[Requirements] Extract every line of the items below that contains the word "flower", copying each line in full.

[Records to process]

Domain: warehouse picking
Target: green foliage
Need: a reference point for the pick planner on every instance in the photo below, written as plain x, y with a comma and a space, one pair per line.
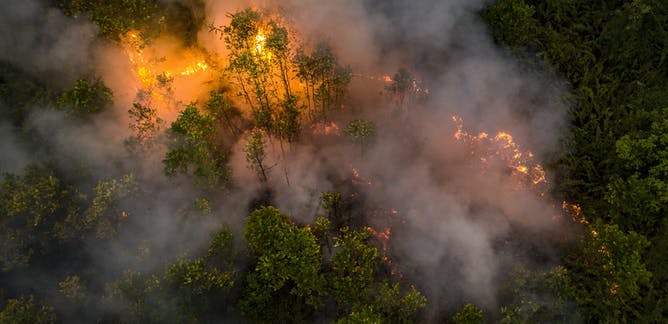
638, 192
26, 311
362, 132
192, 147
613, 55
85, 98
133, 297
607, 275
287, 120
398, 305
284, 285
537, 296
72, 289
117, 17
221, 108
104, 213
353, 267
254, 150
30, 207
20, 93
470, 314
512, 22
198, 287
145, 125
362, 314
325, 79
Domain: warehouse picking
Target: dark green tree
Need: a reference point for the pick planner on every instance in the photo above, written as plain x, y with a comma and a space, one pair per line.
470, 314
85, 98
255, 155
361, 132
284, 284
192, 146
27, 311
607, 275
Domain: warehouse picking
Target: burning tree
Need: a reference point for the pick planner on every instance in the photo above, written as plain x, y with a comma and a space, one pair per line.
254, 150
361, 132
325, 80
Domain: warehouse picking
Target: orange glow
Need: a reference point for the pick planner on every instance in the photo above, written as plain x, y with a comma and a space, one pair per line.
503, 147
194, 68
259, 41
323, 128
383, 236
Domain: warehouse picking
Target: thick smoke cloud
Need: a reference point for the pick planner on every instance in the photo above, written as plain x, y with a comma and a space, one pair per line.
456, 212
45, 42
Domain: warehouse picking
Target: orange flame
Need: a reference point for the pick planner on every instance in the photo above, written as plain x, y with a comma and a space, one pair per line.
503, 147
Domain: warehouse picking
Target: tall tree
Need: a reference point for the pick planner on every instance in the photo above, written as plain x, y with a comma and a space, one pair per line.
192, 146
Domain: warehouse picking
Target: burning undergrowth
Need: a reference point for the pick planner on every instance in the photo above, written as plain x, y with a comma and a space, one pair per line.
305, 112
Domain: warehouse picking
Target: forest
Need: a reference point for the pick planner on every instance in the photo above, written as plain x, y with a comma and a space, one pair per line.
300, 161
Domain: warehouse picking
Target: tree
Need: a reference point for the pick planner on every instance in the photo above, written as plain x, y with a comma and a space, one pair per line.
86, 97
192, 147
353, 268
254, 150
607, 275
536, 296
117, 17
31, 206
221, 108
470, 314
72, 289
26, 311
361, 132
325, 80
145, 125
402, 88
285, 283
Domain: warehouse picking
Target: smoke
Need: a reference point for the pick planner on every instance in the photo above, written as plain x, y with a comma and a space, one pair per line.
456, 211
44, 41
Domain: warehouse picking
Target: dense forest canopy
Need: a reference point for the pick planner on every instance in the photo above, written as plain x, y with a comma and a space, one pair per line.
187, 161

--

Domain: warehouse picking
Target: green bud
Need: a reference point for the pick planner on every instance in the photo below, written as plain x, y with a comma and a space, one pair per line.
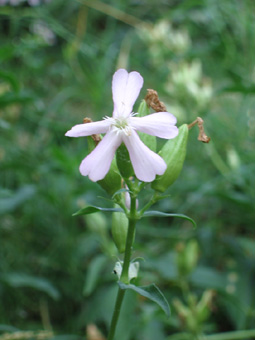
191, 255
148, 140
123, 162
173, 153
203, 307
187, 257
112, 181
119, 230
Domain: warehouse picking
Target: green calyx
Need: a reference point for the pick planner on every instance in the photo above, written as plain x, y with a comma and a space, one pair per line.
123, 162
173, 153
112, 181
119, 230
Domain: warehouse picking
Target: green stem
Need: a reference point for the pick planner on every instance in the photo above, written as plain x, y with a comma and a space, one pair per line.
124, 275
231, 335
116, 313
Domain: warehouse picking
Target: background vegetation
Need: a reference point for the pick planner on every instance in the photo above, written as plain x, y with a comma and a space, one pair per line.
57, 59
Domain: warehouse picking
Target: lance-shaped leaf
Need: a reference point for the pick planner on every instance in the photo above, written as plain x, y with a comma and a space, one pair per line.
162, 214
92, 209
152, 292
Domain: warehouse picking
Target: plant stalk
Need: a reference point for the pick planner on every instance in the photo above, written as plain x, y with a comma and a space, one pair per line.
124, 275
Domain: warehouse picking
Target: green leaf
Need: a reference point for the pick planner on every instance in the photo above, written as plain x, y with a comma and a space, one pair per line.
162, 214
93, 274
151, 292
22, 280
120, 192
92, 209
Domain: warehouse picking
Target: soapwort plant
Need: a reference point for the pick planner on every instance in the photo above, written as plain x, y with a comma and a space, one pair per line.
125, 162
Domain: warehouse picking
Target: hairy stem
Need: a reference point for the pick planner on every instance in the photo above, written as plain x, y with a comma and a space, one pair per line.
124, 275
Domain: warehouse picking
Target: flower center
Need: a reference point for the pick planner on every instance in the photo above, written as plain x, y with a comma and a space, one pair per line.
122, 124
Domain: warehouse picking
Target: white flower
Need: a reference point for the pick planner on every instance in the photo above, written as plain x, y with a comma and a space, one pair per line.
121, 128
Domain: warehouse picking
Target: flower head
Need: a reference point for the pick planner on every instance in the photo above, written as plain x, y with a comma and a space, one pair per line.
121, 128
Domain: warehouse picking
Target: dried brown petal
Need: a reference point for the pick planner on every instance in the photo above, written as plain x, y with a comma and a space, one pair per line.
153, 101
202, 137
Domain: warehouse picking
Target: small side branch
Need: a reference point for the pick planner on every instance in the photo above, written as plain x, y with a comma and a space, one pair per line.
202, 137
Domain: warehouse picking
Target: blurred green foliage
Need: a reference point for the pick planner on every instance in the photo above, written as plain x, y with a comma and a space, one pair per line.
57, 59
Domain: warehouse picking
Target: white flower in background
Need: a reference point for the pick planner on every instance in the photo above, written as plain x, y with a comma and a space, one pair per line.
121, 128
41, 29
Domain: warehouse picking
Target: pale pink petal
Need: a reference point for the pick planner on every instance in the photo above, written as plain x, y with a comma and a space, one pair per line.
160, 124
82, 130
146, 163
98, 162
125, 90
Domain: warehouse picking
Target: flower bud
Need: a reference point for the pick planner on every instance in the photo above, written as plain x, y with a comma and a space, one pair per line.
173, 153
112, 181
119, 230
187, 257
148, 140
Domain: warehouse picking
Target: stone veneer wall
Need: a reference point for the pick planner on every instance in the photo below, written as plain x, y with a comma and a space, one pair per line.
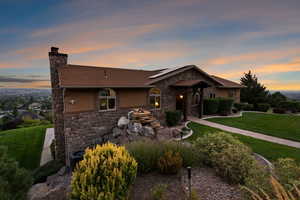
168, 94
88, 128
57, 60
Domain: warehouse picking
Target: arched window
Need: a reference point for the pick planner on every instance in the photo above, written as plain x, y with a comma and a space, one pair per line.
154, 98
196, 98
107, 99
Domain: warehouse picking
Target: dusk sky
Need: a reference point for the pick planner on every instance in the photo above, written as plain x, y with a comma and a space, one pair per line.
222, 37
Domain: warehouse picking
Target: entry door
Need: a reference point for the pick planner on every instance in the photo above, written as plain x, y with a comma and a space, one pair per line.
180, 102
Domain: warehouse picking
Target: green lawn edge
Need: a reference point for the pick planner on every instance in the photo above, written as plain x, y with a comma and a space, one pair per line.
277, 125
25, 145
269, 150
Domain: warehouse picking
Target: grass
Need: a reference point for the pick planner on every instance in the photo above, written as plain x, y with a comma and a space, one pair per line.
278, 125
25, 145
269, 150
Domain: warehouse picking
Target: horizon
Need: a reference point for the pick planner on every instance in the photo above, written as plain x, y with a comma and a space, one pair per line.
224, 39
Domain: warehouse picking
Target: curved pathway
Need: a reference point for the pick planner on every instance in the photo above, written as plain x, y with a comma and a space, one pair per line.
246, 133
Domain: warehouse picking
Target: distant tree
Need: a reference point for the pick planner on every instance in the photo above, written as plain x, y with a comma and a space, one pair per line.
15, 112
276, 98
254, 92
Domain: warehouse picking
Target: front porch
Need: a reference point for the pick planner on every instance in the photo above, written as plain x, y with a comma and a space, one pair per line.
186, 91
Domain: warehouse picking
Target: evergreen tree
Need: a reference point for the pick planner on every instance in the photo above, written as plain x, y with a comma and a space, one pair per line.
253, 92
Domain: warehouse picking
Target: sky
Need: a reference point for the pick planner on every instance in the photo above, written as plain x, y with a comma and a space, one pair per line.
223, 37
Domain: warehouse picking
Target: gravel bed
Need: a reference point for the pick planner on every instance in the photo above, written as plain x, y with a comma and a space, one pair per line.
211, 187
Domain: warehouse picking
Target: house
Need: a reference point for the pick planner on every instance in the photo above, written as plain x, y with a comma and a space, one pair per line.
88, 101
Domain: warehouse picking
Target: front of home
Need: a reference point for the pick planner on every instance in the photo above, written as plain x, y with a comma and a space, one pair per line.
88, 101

[Exercise response]
Target: flower center
Target: white flower
Target: flower head
Target: white flower in background
Target: flower bud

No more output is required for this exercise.